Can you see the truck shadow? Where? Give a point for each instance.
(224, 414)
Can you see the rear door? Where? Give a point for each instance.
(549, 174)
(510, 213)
□ □ □ □ □ □ □
§ Job: Please update the data above, changing each "instance" to "occurrence" and leaving everything else as it is.

§ Result of this task:
Can you see the truck shadow? Where? Give a point for each occurrence.
(224, 414)
Can you see the rear door? Where? Give a point for each occurrence.
(549, 174)
(510, 213)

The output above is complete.